Problem>
According to the text on the Pandari language, which letter of the Roman alphabet is not found in Pandari words?

Text shown>
_ _ _

A Constructed Language
Gary J. Shannon
Created: Jan. 25, 2014
Last Revision: Sep. 27, 2014
Pandari is an experiment in simplified grammar. The goal is a grammar that could be learned in a very short period of time, preferably measured in hours rather than days or weeks. The rules of Pandari grammar must, therefore, be both simple and absolute, with no exceptions or special cases.
Languages are often classified as SVO, SOV, VSO and so on, refering to the relative locations of the Subject, Verb, and Object in the sentence pattern. Pandari is none of these. The relative positions of the various elements of the sentence are completely free. In order for that to be possible, however, the various elements, or phrases, must be marked in some way so that the reader or listener can figure out what roles are played by each of those elements.
For example, consider the English sentence "John gave Mary a puppy." We cannot alter the order of the elements of this sentence without running the risk of changing the meaning. "Mary gave John a puppy." and "A puppy gave Mary John." all seem to mean different things.
But suppose we mark each element in some way. Let's use the make-believe word ya in place of "a" to mark the direct object, in this case, the thing given, and the word to to mark the recipient of the thing given. Now we have a sentence that can have its elements shuffled around without loss of meaning:
John gave ya puppy to Mary. John ya puppy to Mary gave. To Mary ya puppy gave John. Ya puppy gave John to Mary.
No matter how we scramble the order of the elements of the sentence the meaning of the sentence is unmistakeable, as long as we keep each element joined to its marker word. But you might have noticed that two of the elements, "John", and "gave", are not actually marked. The verb element, is unique in that it is the only element that starts with a verb, so the verb becomes its own marker. "John", being the only noun-based element that is not marked is a kind of mark in its own right, and so we recognize the subject or agent of the verb as being the unmarked element.
But enough of English. Before getting into the actual grammar of Pandari, we need to cover a few preliminaries concerning the spelling and pronunciation of the Pandari language.
Spelling and Pronunciation
The focus here is on grammar, so the phonology and orthography will be very simple. Pandari is written with the Roman alphabet. (See the chart at the right.) The letter C is not found in Pandari words but may be used in foreign spellings. Pay particular attention to Q ("ch") and X ("sh"), and to G and J which, unlike English, have only one sound in all circumstances. Since there are few vowel sounds in Pandari, the motto "Close enough is good enough" applies to the pronunciation of vowel sounds.
All vowels are pronounced. The word note is pronounced "NO-tay". The penultimate vowel is normally stresed, and mono-syllabic words have no stress. Words ending in a consonant, like xikar, have their stress on the final vowel: ("shee-KAR").
Words which differ from the general stress rules will have their stress indicated by a written accent over the vowel. Written accents are also used in cases where a vowel cluster might make the stress ambiguous.

_ _ _

Pointing dataset excerpts>
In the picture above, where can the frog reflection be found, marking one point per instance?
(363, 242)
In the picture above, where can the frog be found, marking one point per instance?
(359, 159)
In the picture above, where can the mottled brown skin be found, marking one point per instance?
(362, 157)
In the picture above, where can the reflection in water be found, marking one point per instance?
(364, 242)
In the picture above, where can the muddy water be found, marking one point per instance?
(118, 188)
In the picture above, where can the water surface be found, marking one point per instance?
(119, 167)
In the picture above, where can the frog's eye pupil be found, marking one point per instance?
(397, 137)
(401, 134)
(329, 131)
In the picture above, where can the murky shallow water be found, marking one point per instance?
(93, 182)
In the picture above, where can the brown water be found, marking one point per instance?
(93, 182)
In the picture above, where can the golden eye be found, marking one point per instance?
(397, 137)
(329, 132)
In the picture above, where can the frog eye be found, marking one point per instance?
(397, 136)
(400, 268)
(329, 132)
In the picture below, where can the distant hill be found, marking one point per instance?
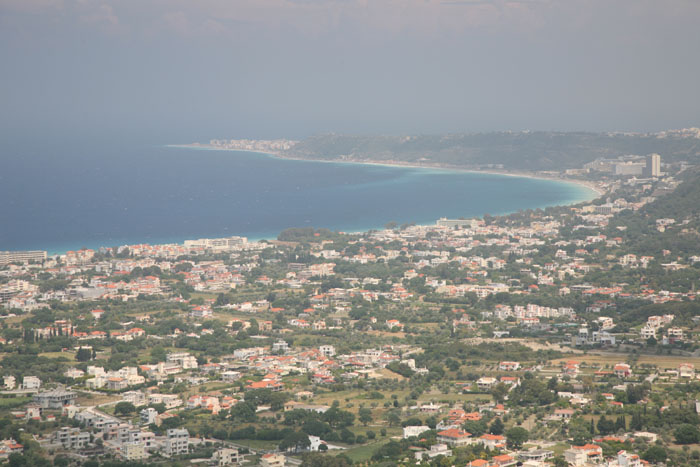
(532, 151)
(682, 205)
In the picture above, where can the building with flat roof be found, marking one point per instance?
(55, 399)
(7, 257)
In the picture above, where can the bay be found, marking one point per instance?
(67, 197)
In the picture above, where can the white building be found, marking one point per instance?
(411, 431)
(226, 456)
(148, 416)
(177, 442)
(31, 382)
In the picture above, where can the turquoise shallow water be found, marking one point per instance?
(67, 197)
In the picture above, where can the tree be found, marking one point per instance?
(496, 427)
(655, 454)
(243, 412)
(124, 408)
(365, 415)
(392, 416)
(516, 436)
(499, 392)
(605, 426)
(295, 441)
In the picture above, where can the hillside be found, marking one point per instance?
(530, 151)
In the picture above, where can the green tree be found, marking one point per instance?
(496, 427)
(516, 436)
(655, 454)
(687, 434)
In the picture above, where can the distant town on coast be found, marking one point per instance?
(563, 336)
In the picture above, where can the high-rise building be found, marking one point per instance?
(7, 257)
(653, 168)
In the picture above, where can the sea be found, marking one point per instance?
(65, 197)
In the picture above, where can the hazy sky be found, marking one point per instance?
(179, 70)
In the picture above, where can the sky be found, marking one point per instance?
(178, 71)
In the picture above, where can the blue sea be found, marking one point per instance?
(63, 197)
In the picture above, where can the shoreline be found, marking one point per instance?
(590, 188)
(393, 163)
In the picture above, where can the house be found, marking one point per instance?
(117, 384)
(134, 451)
(435, 450)
(686, 370)
(177, 442)
(226, 456)
(492, 441)
(9, 382)
(563, 414)
(31, 382)
(411, 431)
(148, 416)
(55, 399)
(504, 460)
(272, 460)
(625, 459)
(486, 383)
(9, 446)
(508, 366)
(583, 455)
(71, 438)
(622, 370)
(454, 437)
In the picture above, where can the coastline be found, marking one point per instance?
(582, 194)
(393, 163)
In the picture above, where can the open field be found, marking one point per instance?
(601, 360)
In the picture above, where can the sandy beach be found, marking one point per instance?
(393, 163)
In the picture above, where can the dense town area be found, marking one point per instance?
(567, 336)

_ _ _

Task response>
The letter C.